7 Cheap Open-World Games To Pick Up And Explore From Xbox’s Sale

7 Cheap Open-World Games To Pick Up And Explore From Xbox’s Sale

I associate the fall with coziness. There’s little better to me than a cool autumn weekend spent on the couch rewatching some of my favorite shows and movies or picking at a particularly lengthy game. The days are getting shorter and the nights are growing long again, and as we naturally begin spending less time outside due to the cooling of the temperature, why not mark the occasion with a great new adventure?

Fall is also when most big developers and publishers begin pushing their biggest releases, since it comes just ahead of a whole bunch of consumer-friendly holidays, such as Black Friday and Christmas. So maybe it’s quite natural after all that I think about big ol’ open-world games like Red Dead Redemption 2 when this time of year comes around. After all, I’m positive most of these games came out in the back half of their respective years, so my brain’s just connecting the dots. Anyways, Xbox is holding a sale on a bunch of open-world titles until September 23, so here are the absolute best of the bunch to pick up.

Extracted entries.
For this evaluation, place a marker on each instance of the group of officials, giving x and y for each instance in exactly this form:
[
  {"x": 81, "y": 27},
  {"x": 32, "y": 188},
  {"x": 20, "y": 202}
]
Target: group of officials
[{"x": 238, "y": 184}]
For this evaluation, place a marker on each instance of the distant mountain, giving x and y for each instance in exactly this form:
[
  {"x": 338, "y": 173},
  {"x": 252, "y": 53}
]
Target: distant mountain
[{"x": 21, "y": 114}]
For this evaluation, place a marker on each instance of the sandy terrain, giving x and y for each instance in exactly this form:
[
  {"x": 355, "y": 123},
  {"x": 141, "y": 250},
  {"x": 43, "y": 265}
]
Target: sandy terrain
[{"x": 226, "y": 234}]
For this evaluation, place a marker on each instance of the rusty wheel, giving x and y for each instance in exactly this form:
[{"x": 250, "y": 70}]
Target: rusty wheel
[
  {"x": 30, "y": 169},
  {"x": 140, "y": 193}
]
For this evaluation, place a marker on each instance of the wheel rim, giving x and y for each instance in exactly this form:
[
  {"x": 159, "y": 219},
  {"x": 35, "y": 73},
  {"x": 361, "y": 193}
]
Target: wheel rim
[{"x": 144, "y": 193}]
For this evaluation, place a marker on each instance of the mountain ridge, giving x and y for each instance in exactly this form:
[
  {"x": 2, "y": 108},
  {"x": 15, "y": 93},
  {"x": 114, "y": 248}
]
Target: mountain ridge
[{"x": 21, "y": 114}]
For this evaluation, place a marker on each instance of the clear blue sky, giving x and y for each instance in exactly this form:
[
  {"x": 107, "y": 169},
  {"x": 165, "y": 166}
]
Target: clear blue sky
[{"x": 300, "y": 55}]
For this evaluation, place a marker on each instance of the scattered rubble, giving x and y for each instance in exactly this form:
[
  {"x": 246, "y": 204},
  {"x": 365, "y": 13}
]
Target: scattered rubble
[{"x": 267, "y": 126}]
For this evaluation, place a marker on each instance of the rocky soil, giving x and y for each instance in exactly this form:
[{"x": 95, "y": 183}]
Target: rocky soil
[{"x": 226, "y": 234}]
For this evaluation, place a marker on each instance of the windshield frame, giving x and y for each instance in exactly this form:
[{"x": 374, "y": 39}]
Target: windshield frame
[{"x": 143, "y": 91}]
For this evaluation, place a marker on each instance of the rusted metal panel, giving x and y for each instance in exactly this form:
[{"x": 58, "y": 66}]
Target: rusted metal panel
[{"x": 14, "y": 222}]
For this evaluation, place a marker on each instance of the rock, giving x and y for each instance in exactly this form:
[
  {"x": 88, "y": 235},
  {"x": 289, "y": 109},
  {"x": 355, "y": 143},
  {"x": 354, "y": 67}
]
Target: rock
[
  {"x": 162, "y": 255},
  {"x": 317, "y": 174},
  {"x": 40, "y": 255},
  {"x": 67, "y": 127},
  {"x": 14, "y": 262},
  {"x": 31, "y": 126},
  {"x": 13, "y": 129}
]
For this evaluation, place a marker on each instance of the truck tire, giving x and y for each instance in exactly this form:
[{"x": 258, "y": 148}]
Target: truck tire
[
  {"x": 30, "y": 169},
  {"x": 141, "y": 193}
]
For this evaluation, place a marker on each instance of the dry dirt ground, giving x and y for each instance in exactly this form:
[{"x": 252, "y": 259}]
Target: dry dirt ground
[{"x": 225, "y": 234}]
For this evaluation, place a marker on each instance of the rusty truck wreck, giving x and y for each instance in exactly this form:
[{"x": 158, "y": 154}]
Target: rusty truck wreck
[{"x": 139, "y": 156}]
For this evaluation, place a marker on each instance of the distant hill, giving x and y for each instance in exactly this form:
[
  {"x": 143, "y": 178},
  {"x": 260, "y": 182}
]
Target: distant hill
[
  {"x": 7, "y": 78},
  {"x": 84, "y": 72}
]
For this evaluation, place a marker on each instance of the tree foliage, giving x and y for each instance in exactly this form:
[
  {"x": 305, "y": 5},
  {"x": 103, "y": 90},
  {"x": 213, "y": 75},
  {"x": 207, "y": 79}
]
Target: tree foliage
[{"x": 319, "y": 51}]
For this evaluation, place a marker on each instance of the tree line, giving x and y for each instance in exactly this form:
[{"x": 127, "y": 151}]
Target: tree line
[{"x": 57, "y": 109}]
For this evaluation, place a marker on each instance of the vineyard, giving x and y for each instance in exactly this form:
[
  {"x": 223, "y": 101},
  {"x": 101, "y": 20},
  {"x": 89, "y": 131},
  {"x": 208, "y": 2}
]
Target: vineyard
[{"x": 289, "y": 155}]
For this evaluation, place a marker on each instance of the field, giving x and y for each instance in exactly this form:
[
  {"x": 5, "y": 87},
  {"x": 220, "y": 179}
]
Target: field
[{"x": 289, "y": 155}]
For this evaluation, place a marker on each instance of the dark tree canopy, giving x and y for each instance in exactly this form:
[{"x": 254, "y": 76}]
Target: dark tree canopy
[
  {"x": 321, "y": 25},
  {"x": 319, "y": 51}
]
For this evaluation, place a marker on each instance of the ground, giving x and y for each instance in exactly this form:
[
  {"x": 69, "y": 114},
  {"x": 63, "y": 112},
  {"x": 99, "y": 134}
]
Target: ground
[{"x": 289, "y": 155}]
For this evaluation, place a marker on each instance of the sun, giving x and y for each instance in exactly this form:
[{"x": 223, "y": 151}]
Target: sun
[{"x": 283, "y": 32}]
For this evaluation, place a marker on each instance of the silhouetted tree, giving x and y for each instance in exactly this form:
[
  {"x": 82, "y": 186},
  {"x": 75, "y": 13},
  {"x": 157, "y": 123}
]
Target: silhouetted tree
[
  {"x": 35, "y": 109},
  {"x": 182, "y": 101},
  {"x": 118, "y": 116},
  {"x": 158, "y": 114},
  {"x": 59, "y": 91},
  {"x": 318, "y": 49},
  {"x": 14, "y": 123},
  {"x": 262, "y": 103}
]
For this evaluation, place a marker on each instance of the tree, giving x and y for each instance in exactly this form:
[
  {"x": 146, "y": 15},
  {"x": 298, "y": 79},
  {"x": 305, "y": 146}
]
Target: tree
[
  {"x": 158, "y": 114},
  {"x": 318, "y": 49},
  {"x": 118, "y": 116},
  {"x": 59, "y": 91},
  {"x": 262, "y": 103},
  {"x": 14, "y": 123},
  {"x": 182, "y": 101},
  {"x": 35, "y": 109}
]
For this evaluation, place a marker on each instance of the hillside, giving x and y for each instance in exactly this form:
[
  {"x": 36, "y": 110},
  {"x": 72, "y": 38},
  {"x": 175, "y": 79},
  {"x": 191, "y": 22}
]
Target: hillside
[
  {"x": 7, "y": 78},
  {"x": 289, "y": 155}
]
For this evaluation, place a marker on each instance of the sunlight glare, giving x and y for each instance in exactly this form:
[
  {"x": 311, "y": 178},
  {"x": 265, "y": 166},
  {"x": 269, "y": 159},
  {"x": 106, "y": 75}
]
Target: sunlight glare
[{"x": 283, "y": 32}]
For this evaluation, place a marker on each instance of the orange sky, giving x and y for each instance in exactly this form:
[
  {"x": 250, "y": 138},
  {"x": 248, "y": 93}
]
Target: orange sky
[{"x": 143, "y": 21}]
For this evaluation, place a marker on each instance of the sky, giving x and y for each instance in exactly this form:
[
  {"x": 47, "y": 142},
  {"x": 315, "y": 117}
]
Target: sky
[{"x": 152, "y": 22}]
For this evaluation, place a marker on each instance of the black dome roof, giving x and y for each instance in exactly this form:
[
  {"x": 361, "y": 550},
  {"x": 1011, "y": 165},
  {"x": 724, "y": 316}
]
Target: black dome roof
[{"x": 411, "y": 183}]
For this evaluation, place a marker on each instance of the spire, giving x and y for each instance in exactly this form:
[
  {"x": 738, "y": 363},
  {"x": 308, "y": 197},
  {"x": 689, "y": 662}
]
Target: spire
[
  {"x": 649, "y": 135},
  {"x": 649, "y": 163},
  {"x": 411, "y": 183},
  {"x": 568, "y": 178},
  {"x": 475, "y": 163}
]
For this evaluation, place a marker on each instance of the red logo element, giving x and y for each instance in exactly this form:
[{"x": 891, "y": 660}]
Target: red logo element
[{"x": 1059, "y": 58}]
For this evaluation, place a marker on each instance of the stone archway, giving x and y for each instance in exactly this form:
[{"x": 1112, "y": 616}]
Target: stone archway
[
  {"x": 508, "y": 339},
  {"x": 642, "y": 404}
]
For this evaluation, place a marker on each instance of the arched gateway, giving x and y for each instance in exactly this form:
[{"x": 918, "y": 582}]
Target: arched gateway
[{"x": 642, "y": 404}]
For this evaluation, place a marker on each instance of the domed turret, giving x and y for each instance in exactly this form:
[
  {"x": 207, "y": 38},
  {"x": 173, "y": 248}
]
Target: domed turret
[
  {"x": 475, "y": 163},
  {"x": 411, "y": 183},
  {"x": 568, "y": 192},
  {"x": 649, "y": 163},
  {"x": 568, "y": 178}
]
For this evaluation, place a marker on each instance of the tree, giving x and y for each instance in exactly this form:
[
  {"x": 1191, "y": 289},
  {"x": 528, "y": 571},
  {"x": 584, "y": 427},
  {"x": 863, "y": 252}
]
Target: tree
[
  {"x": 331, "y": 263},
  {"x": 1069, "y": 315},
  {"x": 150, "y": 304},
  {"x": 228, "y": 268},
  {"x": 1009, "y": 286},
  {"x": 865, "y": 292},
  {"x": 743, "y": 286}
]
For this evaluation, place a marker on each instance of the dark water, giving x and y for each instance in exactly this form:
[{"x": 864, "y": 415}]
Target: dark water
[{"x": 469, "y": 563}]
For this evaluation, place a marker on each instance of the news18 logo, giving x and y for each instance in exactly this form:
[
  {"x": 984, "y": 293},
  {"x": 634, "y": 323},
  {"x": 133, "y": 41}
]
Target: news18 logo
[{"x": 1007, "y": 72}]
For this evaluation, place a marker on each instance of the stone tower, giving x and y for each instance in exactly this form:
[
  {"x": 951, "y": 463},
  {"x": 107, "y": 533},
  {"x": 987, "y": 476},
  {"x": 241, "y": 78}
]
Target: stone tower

What is asked.
(A) Answer these questions using the article about cheap open-world games in Xbox's sale:
(i) Which season does the writer associate with coziness?
(ii) Which two holidays are named as coming after the fall release period?
(iii) Until what date is Xbox holding its sale on open-world titles?
(B) Continue the article about cheap open-world games in Xbox's sale from the point where it stops.

Final answers.
(A)
(i) The fall.
(ii) Black Friday and Christmas.
(iii) September 23.

(B)
Red Dead Redemption 2

Everyone (and I do mean everyone) is waiting for Rockstar to provide any more news on Grand Theft Auto 6. It’s the most anticipated game in several years, which comes as little surprise given the sales numbers and acclaim for Rockstar’s last two games, 2018’s Red Dead Redemption 2 and 2013’s Grand Theft Auto 5. But while most everyone has definitely played the latter, the former still feels like an acquired taste, and never took off as dramatically as the studio’s lead franchise. That feels like a shame because Red Dead Redemption 2 finally sees Rockstar in its absolute best shape.

Red Dead Redemption 2 is not only the studio’s most mature story, but it is far and away its best, too. Watching your band of thieves and crooks—who protagonist Arthur Morgan comes to know and love as family—fall apart is nothing short of tragic. As a prequel to the original Red Dead Redemption, it even successfully connects the two games and their overlapping casts, and makes more sense of John Marston’s motivations and regrets as he hunts down his former brothers-in-arms. It is also an absolutely astonishing technical marvel. It transforms the onset of metropolitan infrastructure and the downturn of the natural world into something equally beautiful and woeful. It is big, sometimes even too big, but it’s also a game whose head and heart feel in the right place most of the time, and I was shocked by how effective Red Dead Redemption 2 ultimately was. If you bear with it through the painful opening stretch, there’s a hell of a tale in Red Dead Redemption 2, which you can pick up for about $US30 on Xbox.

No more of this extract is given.